- _TASK BRIEF_
Lay out every line of the material below as a numbered list, skipping any blank lines. Leave the pictures out of your answer.

-- Start DATA SECTION --

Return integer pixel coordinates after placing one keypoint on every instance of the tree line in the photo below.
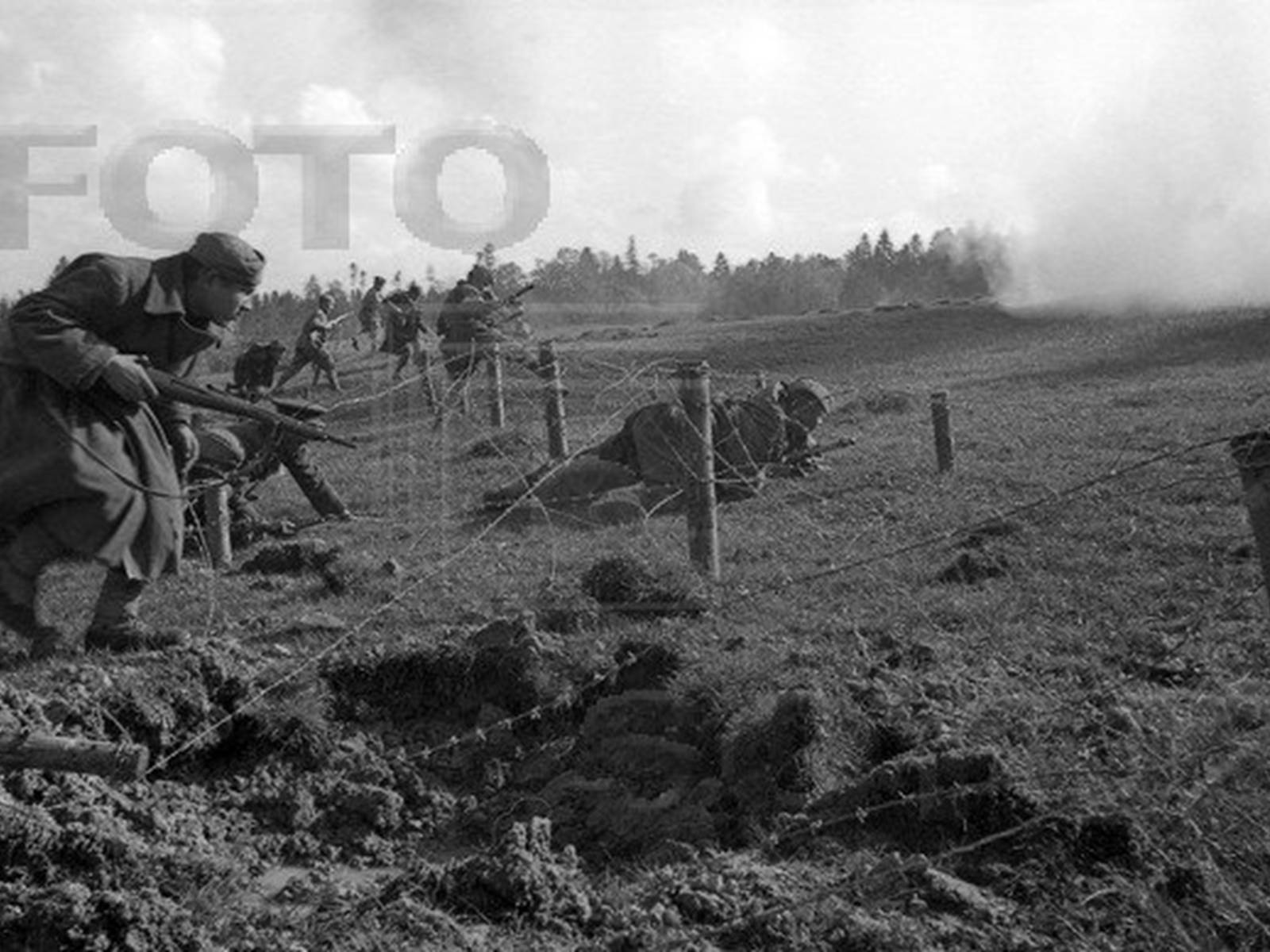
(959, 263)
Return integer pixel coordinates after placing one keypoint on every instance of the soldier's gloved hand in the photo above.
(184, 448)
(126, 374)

-- End DATA SECTION --

- _RESULT OF THE EXERCISE_
1. Return integer pixel coordinates after placing one keypoint on every instance of the tree line in the photo below.
2. (959, 263)
3. Return integer pixel coordinates after placing one keypoint on every instance of the soldier's gloved hand in the photo above.
4. (184, 448)
5. (126, 374)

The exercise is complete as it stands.